#### About this exercise:
Return copies of the lines below that mention "building".

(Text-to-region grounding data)
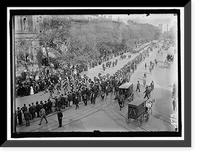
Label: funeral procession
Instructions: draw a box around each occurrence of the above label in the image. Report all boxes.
[13,14,178,132]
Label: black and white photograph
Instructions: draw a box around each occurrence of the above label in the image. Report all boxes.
[6,6,190,144]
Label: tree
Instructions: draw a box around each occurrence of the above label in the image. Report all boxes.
[38,15,71,66]
[15,38,32,69]
[33,15,161,69]
[36,47,43,68]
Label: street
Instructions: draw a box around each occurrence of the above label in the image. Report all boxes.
[16,44,178,132]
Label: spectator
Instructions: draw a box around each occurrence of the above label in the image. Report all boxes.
[74,95,79,110]
[21,104,28,114]
[31,103,36,119]
[35,101,40,118]
[17,107,22,125]
[47,99,52,114]
[28,104,33,120]
[57,109,63,127]
[24,110,31,126]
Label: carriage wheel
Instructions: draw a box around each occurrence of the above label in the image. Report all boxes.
[125,113,131,123]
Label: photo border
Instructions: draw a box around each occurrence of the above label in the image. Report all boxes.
[2,2,191,147]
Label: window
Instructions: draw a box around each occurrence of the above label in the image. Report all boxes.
[22,16,29,31]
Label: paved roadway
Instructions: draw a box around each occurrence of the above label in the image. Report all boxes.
[16,44,178,132]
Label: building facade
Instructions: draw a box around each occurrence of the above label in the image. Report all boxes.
[14,15,41,66]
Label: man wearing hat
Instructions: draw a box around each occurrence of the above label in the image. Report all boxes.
[57,109,63,127]
[17,107,22,125]
[35,101,40,118]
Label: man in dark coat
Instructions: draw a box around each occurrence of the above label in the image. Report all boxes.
[60,94,66,109]
[24,110,31,126]
[21,104,28,114]
[74,95,79,110]
[17,107,22,125]
[68,92,73,107]
[28,104,33,120]
[31,103,36,119]
[143,86,150,99]
[102,64,105,71]
[47,99,53,113]
[57,109,63,127]
[82,88,87,106]
[35,101,40,118]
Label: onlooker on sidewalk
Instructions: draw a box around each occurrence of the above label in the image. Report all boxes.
[74,95,79,110]
[21,104,28,114]
[28,104,33,120]
[31,103,36,119]
[24,110,31,126]
[38,106,48,125]
[57,109,63,127]
[17,107,22,125]
[35,101,40,118]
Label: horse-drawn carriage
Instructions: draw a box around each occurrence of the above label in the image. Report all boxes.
[125,98,156,125]
[125,98,150,126]
[118,82,134,103]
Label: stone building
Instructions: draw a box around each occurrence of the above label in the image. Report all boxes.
[14,15,42,66]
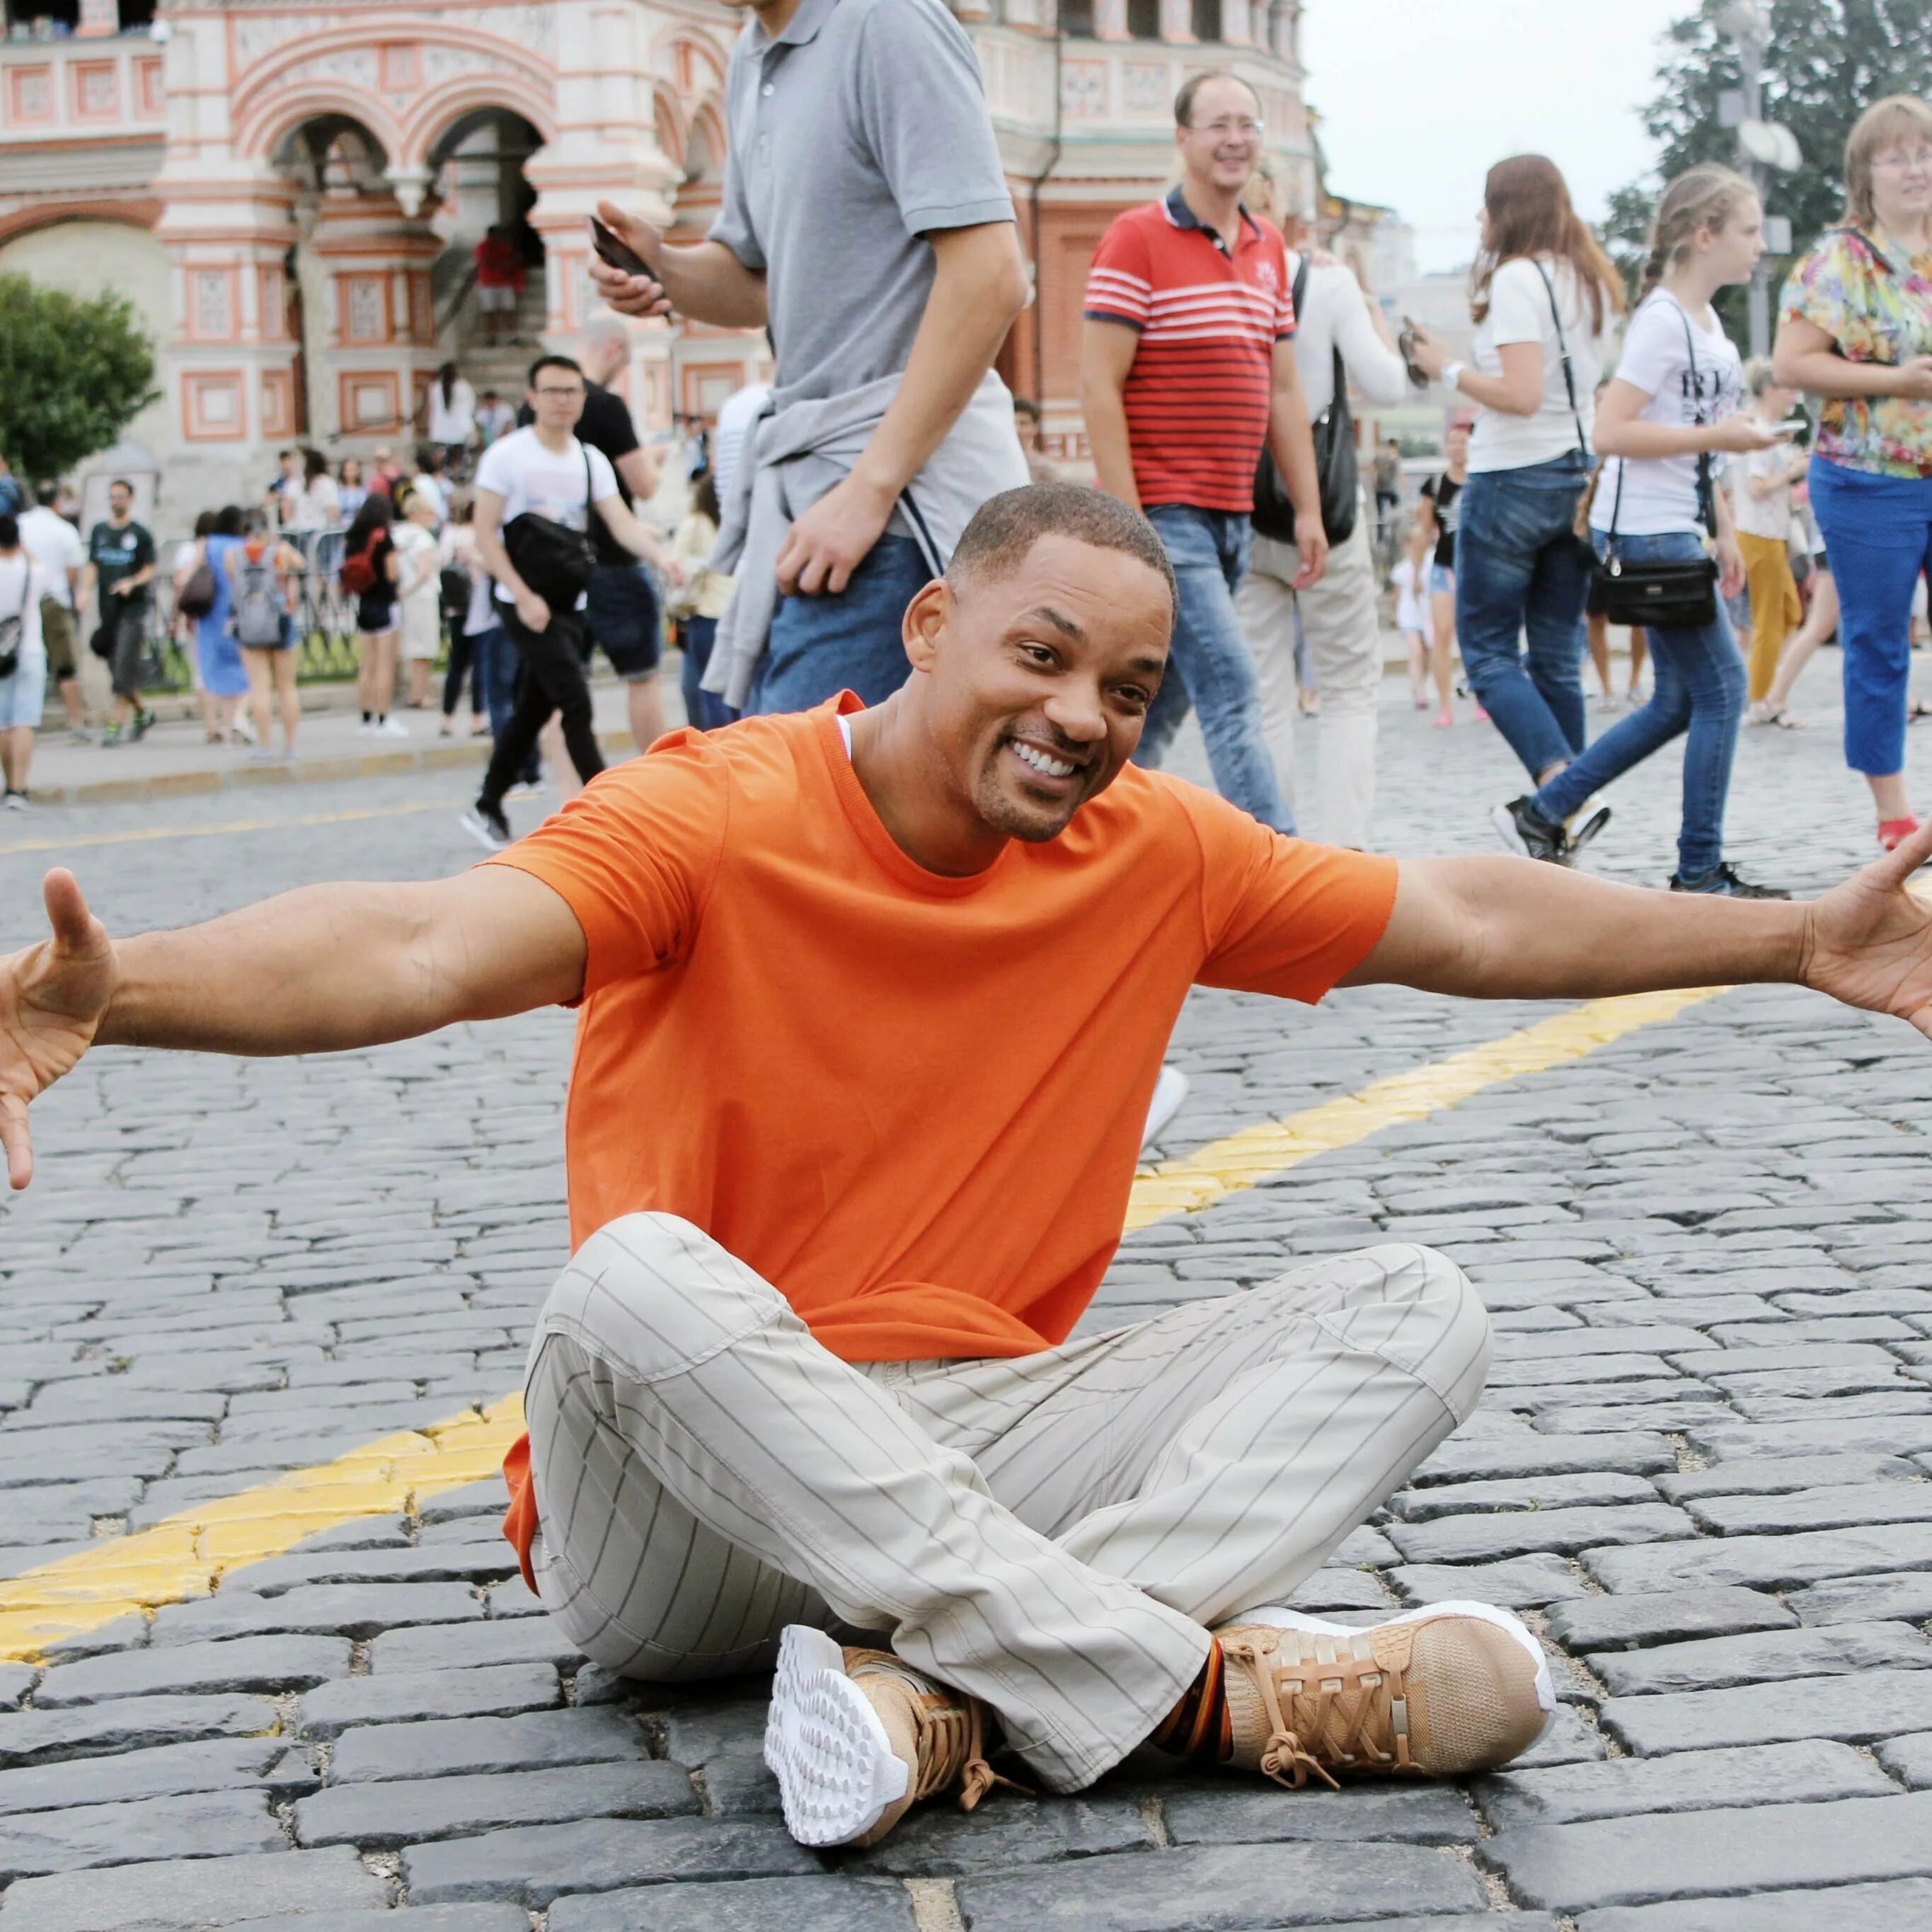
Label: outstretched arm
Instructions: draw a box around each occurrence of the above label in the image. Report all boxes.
[1344,822,1932,1038]
[1,864,586,1188]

#### Task output:
Label: building facade
Label: stone building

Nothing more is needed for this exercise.